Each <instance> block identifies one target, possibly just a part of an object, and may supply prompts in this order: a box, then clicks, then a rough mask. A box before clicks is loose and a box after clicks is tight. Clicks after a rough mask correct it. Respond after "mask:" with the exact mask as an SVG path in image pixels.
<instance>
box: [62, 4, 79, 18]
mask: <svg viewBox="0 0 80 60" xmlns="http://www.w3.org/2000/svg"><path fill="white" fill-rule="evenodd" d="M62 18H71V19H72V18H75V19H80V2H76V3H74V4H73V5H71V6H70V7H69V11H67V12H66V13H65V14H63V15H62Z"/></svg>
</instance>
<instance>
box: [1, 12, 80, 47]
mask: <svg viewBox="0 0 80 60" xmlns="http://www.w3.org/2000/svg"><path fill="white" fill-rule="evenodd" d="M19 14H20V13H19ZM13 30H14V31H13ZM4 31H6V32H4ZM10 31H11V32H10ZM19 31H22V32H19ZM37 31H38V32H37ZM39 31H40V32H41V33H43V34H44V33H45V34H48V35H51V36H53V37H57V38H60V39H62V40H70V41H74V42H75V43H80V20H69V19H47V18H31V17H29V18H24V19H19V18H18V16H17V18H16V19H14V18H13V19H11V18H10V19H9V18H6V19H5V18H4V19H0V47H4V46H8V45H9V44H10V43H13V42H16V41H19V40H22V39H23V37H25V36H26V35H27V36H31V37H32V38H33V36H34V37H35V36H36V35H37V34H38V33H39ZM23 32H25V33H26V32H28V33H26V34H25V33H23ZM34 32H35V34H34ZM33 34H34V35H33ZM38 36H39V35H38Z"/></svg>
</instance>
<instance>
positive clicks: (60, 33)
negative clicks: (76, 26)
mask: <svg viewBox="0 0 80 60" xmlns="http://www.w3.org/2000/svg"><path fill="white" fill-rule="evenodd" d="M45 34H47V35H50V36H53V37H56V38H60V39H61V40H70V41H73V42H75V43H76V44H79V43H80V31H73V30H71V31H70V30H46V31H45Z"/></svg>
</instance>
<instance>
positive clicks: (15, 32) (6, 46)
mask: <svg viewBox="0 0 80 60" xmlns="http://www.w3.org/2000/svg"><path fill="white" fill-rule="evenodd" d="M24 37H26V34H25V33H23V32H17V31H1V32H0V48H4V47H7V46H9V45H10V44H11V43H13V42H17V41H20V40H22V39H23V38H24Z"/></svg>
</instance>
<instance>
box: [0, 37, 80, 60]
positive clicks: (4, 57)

------------------------------------------------

WORK TASK
Repeat the listing exactly, leaving nothing out.

REPLY
Each <instance> block identifies one target, possibly just a part of an object, and may supply prompts in this order: a box, then clicks, then a rough mask. A box before clicks is loose and a box after clicks is tight. Clicks after a rough mask correct it. Respond after "mask:" with the exact mask as an SVG path in image pixels.
<instance>
box: [62, 4, 79, 18]
mask: <svg viewBox="0 0 80 60" xmlns="http://www.w3.org/2000/svg"><path fill="white" fill-rule="evenodd" d="M62 18H71V19H72V18H75V19H80V2H76V3H74V4H73V5H71V6H70V7H69V11H67V12H66V13H65V14H63V15H62Z"/></svg>
</instance>
<instance>
box: [1, 12, 80, 47]
mask: <svg viewBox="0 0 80 60" xmlns="http://www.w3.org/2000/svg"><path fill="white" fill-rule="evenodd" d="M19 14H20V13H19ZM13 30H14V31H13ZM4 31H6V32H4ZM10 31H11V32H10ZM19 31H22V32H19ZM37 31H38V32H37ZM39 31H40V32H41V33H43V34H44V33H45V34H48V35H51V36H53V37H57V38H60V39H62V40H70V41H74V42H75V43H80V20H69V19H47V18H31V17H29V18H24V19H19V18H18V16H17V18H16V19H14V18H13V19H11V18H10V19H9V18H6V19H5V18H4V19H0V47H4V46H8V45H9V44H10V43H13V42H16V41H19V40H22V39H23V37H25V36H26V35H27V36H31V37H32V38H33V36H34V37H35V36H36V35H37V34H38V33H39ZM23 32H25V33H26V32H28V33H26V34H25V33H23ZM34 32H35V34H34ZM33 34H34V35H33ZM38 36H39V35H38Z"/></svg>
</instance>
<instance>
positive clicks: (60, 33)
negative clicks: (76, 26)
mask: <svg viewBox="0 0 80 60" xmlns="http://www.w3.org/2000/svg"><path fill="white" fill-rule="evenodd" d="M45 34H47V35H50V36H53V37H56V38H60V39H61V40H70V41H73V42H75V43H76V44H79V43H80V31H73V30H71V31H70V30H46V31H45Z"/></svg>
</instance>
<instance>
positive clicks: (15, 32) (6, 46)
mask: <svg viewBox="0 0 80 60" xmlns="http://www.w3.org/2000/svg"><path fill="white" fill-rule="evenodd" d="M24 37H26V34H25V33H23V32H17V31H1V32H0V48H4V47H7V46H9V45H10V44H11V43H13V42H17V41H20V40H22V39H23V38H24Z"/></svg>
</instance>
<instance>
box: [0, 37, 80, 60]
positive clicks: (4, 57)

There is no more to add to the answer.